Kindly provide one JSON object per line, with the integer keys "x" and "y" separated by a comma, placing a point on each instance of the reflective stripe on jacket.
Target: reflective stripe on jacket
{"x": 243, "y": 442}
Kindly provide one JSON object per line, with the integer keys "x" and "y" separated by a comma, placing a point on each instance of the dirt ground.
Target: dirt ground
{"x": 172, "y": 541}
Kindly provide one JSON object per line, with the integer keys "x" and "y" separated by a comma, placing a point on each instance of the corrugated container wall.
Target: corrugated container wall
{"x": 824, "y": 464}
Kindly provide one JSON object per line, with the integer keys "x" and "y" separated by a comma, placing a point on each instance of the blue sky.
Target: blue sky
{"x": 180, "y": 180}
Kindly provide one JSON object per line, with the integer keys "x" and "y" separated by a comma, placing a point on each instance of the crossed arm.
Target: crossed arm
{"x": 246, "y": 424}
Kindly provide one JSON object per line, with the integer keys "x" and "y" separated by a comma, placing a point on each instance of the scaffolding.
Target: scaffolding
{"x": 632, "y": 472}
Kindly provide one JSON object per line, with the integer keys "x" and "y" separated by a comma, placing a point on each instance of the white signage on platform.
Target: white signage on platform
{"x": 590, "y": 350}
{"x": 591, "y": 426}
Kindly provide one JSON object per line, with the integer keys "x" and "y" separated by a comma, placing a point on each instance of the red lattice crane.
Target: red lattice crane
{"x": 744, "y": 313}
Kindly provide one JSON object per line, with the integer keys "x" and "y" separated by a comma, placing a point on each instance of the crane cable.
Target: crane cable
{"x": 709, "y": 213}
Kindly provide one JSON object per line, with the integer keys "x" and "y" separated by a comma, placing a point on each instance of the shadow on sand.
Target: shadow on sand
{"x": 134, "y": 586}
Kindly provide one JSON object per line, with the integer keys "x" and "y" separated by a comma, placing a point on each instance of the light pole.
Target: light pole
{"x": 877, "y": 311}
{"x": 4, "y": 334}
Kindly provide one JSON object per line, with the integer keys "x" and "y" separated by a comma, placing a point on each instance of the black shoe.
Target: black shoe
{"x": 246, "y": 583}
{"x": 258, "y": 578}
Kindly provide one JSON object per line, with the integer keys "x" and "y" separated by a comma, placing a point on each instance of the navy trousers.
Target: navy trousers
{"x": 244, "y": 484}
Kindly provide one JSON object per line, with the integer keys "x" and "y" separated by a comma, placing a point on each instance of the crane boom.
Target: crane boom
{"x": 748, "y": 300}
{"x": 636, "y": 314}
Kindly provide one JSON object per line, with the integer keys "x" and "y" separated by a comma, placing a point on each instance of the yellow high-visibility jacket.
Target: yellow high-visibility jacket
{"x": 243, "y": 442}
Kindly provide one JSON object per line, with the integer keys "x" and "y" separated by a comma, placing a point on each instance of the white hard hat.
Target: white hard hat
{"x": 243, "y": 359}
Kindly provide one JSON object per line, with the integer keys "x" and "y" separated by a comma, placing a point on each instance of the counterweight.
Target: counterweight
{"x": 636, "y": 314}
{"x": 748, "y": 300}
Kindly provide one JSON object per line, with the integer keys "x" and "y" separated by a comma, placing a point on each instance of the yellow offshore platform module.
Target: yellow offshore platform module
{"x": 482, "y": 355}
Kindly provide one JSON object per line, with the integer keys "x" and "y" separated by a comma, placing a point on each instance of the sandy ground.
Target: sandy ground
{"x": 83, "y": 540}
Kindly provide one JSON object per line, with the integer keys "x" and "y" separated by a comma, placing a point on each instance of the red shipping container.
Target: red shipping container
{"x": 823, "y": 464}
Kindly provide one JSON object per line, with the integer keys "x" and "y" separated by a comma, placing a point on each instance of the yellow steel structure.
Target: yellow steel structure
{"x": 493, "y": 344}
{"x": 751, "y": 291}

════════════════

Look above for the line with "Target: reflective stripe on jacket" and the line with "the blue sky.", and reproduce exactly those two lines plus every line between, nothing more.

Target: reflective stripe on jacket
{"x": 243, "y": 442}
Kindly provide one JSON object per line, with the integer keys "x" and "y" separated by a comma, placing a point on each instance of the dirt ground.
Target: dirt ground
{"x": 172, "y": 541}
Kindly provide one JSON object per line, with the integer keys "x" and "y" separated by a comma, placing a point on each instance of the corrugated container wall.
Target: corrugated container wall
{"x": 824, "y": 464}
Kindly provide one JSON object per line, with the integer keys "x" and "y" separated by a comma, placing a point on each instance of the blue sky.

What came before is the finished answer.